[Work to complete] What you print must match the data line for line.

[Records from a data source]
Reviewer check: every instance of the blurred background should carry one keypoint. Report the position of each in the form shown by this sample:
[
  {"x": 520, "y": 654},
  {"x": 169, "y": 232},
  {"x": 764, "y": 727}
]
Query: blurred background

[Exercise result]
Reviewer check: every instance of the blurred background should carry one keypoint. Report the position of each in the form shown by this sample:
[
  {"x": 520, "y": 654},
  {"x": 169, "y": 232},
  {"x": 764, "y": 727}
]
Query: blurred background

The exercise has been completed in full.